**EXERCISE PROMPT:**
Reproduce exactly, with no other output, every line of the data below from the line containing "wall, then give the position of each instance." to the end, inclusive.

**DATA RECORDS:**

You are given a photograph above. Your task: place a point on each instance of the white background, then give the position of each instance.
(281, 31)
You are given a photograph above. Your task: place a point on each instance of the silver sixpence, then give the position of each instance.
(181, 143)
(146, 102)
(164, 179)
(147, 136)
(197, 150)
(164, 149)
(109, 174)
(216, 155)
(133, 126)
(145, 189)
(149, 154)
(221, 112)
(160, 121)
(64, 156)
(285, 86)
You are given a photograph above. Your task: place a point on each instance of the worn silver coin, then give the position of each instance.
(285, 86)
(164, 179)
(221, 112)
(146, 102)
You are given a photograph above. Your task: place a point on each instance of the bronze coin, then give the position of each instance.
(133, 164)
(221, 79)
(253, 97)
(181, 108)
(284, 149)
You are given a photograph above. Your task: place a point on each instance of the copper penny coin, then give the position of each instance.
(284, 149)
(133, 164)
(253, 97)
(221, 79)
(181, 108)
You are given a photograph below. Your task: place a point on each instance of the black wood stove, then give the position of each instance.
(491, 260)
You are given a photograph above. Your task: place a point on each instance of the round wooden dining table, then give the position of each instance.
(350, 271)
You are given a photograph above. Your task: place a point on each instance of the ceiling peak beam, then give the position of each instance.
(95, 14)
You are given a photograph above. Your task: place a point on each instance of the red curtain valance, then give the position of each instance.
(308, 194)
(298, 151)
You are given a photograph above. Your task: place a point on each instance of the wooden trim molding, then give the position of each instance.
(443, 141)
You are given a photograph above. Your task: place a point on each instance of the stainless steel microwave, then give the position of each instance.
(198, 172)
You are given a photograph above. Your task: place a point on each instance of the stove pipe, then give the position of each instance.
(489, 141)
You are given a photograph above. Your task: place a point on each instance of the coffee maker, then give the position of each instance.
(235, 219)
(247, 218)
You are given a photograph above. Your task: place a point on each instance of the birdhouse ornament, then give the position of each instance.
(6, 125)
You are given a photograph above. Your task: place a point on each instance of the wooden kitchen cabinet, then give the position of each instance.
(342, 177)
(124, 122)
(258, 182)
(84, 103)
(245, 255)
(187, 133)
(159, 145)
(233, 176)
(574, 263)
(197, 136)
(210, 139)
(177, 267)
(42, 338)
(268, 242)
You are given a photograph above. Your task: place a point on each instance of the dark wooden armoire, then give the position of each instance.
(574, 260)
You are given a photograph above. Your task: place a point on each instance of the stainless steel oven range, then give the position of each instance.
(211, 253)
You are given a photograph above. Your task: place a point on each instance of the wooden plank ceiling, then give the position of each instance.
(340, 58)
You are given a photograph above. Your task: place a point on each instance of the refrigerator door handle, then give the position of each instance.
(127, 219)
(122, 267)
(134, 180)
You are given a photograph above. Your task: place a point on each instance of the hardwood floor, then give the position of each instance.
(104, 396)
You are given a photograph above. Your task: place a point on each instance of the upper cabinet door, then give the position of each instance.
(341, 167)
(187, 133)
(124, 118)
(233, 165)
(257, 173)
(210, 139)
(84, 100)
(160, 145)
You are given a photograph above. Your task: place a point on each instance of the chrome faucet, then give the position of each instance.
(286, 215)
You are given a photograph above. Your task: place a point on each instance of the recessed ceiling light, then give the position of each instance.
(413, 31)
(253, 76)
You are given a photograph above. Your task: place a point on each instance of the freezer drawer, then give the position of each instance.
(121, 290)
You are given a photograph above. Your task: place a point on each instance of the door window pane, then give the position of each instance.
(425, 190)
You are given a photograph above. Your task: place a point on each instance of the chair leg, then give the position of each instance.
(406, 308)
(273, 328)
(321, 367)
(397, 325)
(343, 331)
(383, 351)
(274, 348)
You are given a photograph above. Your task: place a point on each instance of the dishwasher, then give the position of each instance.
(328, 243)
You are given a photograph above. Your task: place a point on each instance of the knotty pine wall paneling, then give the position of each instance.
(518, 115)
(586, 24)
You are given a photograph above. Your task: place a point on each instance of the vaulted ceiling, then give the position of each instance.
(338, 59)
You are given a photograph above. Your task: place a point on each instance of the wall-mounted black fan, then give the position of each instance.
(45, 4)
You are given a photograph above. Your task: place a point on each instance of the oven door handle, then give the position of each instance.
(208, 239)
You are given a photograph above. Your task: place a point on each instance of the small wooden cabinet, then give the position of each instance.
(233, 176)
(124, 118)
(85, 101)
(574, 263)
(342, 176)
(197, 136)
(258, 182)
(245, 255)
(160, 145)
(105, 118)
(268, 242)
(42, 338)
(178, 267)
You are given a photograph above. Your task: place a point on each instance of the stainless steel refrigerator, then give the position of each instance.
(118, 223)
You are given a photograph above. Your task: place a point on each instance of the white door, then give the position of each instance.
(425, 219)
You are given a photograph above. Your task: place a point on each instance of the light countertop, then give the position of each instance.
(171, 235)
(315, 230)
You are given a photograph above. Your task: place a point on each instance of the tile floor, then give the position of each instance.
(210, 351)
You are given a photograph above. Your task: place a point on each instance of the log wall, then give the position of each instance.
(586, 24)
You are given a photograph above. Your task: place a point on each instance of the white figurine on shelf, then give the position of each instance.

**RESULT OF THIS EXERCISE:**
You are given a photograph above. Your task: place a point on each instance of the log wall, then give the position of each instance.
(586, 24)
You are given a photograph above. Your task: place a point on each instance of the white figurine on shelf, then give the position of each instance.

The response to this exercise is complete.